**DOCUMENT TEXT**.
Everything
What is database? A database is a large structured set of persistent data, usually in computer-readable form.
A DBMS is a software package that enables users:
- to access the data
- to manipulate (create, edit, link, update) files as needed
- to preserve the integrity of the data
- to deal with security issues (who should have access)
PubMed/MeSH
it comprises more than 39 million citations for biomedical and related journal from MEDLINE, life science journals, and online books
MeSH database (Medical Subject Headings) – controlled vocabulary thesaurus
The query is very easy, just be carefull for what OR, AND and '()'. Read the query correctly to know what is the correct query and correct Mesh.
PDB
Definition: What is PDB? PDB (Protein Data Bank) is the main global database that stores 3D structures of proteins, DNA, RNA, and their complexes.
How experimental structure data is obtained? (3 methods)
- X-ray Crystallography(88%): uses crystals + X-ray diffraction to map atomic positions.
- NMR Spectroscopy(10%): uses magnetic fields to determine structures in solution.
- Cryo-Electron Microscopy (Cryo-EM)(1%)
What is Resolution (Å)? Resolution (in Ångström) measures the level of detail; smaller value = sharper, more accurate structure.
SIFTS (Structure Integration with Function, Taxonomy and Sequence) provides residue-level mapping between:
- PDB entries ↔ UniProt sequences
- Connections to: GO, InterPro, Pfam, CATH, SCOP, PubMed, Ensembl
This is how you can search PDB by Pfam domain or UniProt ID.

**WHAT THE TASK ASKS**. From the database notes, copy word for word the passage that opens with the words containing "SIFTS (Structure Integration" and closes with "or UniProt ID.".

**EXTRACTED ENTRIES**.
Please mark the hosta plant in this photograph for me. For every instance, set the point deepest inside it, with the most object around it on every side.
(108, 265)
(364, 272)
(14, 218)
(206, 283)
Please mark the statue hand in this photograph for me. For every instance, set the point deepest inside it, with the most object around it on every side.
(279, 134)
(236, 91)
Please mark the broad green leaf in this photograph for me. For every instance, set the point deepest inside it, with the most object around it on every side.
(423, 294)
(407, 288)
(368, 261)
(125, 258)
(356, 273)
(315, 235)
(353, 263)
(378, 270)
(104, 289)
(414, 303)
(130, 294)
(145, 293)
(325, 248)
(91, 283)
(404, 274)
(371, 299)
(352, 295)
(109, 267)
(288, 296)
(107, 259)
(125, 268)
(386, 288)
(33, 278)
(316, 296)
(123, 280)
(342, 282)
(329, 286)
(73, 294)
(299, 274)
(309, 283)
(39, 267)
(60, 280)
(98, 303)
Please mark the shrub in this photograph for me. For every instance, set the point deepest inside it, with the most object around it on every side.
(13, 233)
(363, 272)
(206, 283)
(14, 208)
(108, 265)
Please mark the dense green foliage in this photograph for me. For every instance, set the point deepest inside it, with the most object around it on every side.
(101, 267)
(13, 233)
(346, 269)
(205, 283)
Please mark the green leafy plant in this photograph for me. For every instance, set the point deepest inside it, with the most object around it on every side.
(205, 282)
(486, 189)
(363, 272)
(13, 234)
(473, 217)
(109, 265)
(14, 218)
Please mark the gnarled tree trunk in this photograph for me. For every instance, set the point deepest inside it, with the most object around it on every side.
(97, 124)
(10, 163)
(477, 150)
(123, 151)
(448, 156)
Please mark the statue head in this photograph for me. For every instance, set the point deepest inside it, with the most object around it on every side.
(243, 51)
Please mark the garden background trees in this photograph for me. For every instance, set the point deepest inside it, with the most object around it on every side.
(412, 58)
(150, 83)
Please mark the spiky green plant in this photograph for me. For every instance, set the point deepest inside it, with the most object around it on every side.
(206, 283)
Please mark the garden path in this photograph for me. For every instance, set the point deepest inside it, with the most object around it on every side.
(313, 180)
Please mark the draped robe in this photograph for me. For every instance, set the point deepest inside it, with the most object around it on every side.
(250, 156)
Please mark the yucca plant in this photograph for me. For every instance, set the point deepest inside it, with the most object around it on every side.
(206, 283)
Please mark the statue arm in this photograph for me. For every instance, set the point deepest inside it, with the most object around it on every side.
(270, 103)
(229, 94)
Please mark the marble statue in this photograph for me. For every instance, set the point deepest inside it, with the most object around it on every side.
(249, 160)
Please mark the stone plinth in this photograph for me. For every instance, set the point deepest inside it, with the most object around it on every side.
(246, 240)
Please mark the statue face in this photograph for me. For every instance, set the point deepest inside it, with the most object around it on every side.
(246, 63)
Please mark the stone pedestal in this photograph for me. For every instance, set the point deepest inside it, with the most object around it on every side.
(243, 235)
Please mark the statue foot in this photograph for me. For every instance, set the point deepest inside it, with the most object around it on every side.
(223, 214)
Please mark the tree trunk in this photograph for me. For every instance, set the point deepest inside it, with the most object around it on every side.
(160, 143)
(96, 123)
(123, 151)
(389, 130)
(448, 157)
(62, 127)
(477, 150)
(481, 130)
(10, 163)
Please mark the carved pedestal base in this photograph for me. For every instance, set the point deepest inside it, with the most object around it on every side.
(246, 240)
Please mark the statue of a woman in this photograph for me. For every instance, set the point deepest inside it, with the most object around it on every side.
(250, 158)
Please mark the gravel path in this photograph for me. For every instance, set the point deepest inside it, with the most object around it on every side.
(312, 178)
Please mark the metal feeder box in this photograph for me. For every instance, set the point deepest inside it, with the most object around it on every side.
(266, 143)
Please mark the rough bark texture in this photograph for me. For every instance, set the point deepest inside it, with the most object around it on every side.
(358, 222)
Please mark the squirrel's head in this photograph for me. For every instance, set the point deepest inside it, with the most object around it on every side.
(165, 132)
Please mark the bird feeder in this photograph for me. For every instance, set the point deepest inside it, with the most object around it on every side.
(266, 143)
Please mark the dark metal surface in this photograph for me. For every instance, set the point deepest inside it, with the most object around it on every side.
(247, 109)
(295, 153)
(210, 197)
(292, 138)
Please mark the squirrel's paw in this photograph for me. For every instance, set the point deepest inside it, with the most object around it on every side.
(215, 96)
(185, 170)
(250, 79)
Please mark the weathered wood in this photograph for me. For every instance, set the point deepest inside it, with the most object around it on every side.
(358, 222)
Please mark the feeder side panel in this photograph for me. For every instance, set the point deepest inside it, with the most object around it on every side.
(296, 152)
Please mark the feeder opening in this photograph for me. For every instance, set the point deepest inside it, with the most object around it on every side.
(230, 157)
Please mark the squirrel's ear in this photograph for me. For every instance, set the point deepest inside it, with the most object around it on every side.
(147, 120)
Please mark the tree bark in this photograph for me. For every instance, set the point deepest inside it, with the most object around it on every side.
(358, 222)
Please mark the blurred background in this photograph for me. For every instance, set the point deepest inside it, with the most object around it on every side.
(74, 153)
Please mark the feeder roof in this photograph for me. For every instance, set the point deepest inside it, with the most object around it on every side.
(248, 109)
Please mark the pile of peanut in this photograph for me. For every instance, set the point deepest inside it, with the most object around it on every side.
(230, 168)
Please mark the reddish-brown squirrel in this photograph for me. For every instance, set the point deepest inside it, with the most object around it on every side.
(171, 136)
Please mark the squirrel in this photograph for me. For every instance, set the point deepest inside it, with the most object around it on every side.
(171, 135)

**TASK ANSWER**.
SIFTS (Structure Integration with Function, Taxonomy and Sequence) provides residue-level mapping between:
- PDB entries ↔ UniProt sequences
- Connections to: GO, InterPro, Pfam, CATH, SCOP, PubMed, Ensembl
This is how you can search PDB by Pfam domain or UniProt ID.